■ Available data ■
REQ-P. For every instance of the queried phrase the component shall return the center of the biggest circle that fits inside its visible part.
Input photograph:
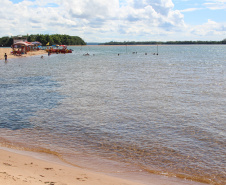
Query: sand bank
(9, 55)
(20, 169)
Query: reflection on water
(162, 114)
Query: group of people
(5, 57)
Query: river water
(159, 114)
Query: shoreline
(22, 167)
(10, 56)
(26, 168)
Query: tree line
(46, 39)
(166, 43)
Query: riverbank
(23, 168)
(9, 55)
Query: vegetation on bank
(166, 43)
(45, 39)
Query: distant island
(161, 43)
(46, 40)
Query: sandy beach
(22, 169)
(9, 55)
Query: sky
(116, 20)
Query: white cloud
(215, 4)
(209, 29)
(190, 9)
(95, 20)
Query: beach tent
(36, 43)
(23, 47)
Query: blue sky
(116, 20)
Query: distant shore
(9, 55)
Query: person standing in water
(5, 57)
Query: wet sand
(22, 169)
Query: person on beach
(5, 57)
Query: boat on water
(58, 49)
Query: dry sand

■ Description of the task ■
Your answer must be an exact copy of the listing, minus its pictures.

■ Reply to the exercise ■
REQ-P. For every instance of the queried phrase the component shall return the center of the biggest circle that fits inside its visible part.
Input photograph:
Query: sand bank
(9, 55)
(20, 169)
Query: reflection on water
(162, 114)
Query: group of people
(5, 57)
Query: river water
(159, 114)
Query: shoreline
(22, 167)
(10, 56)
(26, 168)
Query: tree line
(46, 39)
(166, 43)
Query: riverbank
(23, 168)
(9, 55)
Query: vegetation on bank
(166, 43)
(45, 39)
Query: distant island
(161, 43)
(46, 40)
Query: sandy beach
(22, 169)
(9, 55)
Query: sky
(116, 20)
Query: white cloud
(215, 4)
(209, 29)
(190, 9)
(95, 20)
Query: beach tent
(36, 43)
(23, 47)
Query: blue sky
(116, 20)
Query: distant shore
(9, 55)
Query: person standing in water
(5, 57)
Query: wet sand
(22, 169)
Query: person on beach
(5, 57)
Query: boat on water
(58, 49)
Query: dry sand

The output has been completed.